They use the assumption that population and energy use per capita will
continue to grow exponentially, when it's clear that it doesn't. That may be
"arithmetic" of a sort, but GIGO, you know.

Essentially every developed country is below replacement level (the United
States is an exception, but only due to high immigration).

Find out why that is and then you can discuss the issue without, as McCarthy
said, talking nonsense.

I did use actual arithmetic in the waste heat calculation, which I notice that
you did not dispute.

------
lani
>> Why are programmers granted such high status and wealth in our society for
living in a self-created self-indulgent intellectual world of constant
escapism

We know the specifics of the answer to this, I'd like to answer this in a
general sort of way - in Alvin Toffer's 'Third wave' way of looking at the
world, the integrators in a division-of-labour system are its rulers.
Programmers give you tools to integrate. Remember, the key themes of the the
second wave are :

"The Second Wave Society is industrial and based on mass production, mass
distribution, mass consumption, mass education, mass media, mass recreation,
mass entertainment, and weapons of mass destruction. You combine those things
with standardization, centralization, concentration, and synchronization, and
you wind up with a style of organization we call bureaucracy."

So you see , programmers are actually bureaucracy-engineers, creating the
process and flow and channels for the industries of the world to play together

------
nohuck13
> The programming part is nothing more than a hammer to a builder or a scalpel
> to a surgeon.

→ SOURCE INFORMATION:
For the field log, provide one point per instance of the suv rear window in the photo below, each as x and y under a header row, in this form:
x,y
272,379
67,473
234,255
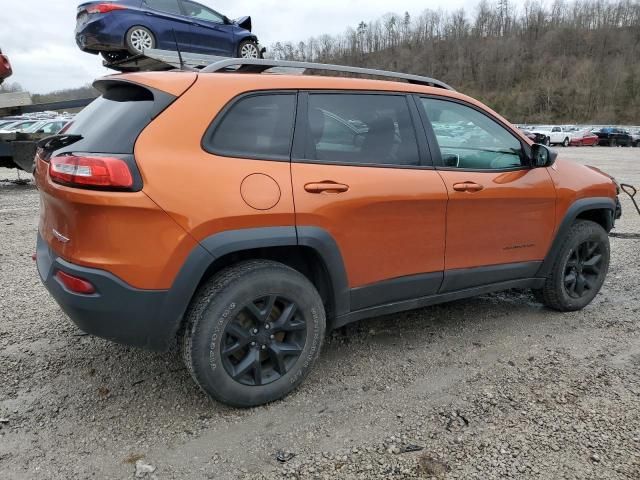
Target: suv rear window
x,y
258,126
113,121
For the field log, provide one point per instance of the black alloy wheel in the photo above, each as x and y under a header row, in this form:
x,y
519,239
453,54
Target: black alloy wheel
x,y
583,269
264,341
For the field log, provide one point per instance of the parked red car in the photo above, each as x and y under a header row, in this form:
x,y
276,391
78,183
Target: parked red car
x,y
584,138
5,67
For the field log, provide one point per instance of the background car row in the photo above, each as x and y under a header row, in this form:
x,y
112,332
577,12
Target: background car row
x,y
579,136
49,126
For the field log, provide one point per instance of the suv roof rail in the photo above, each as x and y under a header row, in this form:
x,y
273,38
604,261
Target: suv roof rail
x,y
250,65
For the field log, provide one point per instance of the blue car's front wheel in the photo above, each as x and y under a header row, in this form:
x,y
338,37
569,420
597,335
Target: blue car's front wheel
x,y
140,39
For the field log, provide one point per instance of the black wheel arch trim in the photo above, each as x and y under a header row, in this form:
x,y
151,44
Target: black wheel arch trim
x,y
578,207
234,241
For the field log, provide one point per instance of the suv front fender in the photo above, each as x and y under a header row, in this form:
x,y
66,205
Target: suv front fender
x,y
573,212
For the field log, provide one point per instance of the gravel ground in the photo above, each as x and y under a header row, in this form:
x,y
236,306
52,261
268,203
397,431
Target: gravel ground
x,y
490,387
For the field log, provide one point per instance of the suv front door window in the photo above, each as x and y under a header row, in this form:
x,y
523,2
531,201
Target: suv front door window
x,y
501,211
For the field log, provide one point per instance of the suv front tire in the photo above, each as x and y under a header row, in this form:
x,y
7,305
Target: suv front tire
x,y
253,333
579,269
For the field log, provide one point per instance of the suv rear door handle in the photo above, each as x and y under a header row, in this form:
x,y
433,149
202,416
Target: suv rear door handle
x,y
467,187
326,186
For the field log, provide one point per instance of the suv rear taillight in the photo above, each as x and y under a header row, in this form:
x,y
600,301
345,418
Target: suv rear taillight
x,y
105,8
75,284
91,172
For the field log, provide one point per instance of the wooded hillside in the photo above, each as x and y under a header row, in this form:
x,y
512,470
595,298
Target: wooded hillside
x,y
575,62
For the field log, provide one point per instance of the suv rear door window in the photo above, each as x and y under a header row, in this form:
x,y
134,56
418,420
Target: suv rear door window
x,y
360,129
469,139
257,126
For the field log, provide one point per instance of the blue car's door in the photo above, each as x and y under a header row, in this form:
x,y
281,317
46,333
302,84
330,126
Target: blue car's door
x,y
165,19
210,33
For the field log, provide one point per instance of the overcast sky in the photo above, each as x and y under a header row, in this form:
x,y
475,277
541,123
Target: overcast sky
x,y
38,36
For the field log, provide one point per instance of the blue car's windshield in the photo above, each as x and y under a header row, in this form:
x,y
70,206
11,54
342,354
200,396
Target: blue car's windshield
x,y
196,10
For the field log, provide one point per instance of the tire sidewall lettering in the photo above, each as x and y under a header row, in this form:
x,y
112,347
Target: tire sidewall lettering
x,y
218,330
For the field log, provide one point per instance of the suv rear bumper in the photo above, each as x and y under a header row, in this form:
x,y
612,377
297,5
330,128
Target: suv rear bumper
x,y
117,311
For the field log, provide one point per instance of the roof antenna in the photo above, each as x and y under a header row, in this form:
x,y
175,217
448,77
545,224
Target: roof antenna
x,y
175,39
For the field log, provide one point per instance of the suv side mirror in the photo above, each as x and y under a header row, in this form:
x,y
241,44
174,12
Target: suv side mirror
x,y
542,156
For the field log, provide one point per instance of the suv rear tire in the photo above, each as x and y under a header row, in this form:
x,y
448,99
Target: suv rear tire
x,y
579,270
253,333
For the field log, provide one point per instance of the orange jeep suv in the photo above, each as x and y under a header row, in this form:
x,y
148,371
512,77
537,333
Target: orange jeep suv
x,y
242,214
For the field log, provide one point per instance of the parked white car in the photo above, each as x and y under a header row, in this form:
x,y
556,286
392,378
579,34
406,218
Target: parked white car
x,y
555,135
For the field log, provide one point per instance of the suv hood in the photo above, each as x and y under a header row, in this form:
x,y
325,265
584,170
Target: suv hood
x,y
243,22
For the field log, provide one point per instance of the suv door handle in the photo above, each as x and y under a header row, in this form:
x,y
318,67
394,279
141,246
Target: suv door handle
x,y
467,187
326,187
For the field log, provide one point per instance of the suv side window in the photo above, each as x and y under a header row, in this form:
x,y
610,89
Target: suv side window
x,y
256,126
196,10
360,129
470,140
168,6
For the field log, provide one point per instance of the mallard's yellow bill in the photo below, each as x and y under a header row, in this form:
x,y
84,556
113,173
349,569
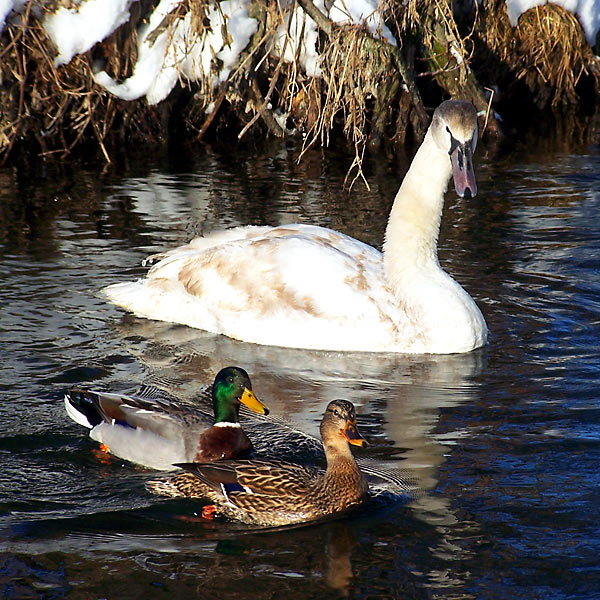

→ COMPLETE THE FOLLOWING:
A: According to the forum thread, why is the United States an exception among developed countries being below replacement level?
B: Carry the forum thread on from the point where it stops.
Nothing in the listing is needed for this work.

→ RESPONSE LIST:
A: It is an exception only due to high immigration.

B:
We need to remember that not all "tools" are equal. "Tools" like math,
science, and philosophy provide leverage for future understanding/interacting
with the world. The "tool" of farming provides the ability grow food
efficiently. Important but not the same thing. The idea behind code.org and
the like is that, hey, maybe programming is more foundational than it is just
a trade for programmers to sit in cubicles and do all day.

If you want to argue that programming and farming belong on the same plane,
you need to argue that farming provides as much leverage as coding for general
life tasks, or else why this leverage doesn't matter. Implying that
programming is somehow a morally corrupt activity because of its "escapism"
and links to advertising and high frequency trading feels a bit inadequate to
me.

------
empoman
I think what most people are missing is that it's not about creating more
programmers as much as it is about teaching people how to think analytically.
When you're programming you try to solve a high level problem using low level
techniques. The actual programming is the part where you find a solution for
the high level problem with your low level tools.

So again, it is not just about writing code. It is about how to approach
problems and finding viable solutions, no matter what the form of the problem
is. It could as well be: "How can I speed up the harvesting on my farm?".
Knowing programming helps us in many more situations than just writing code.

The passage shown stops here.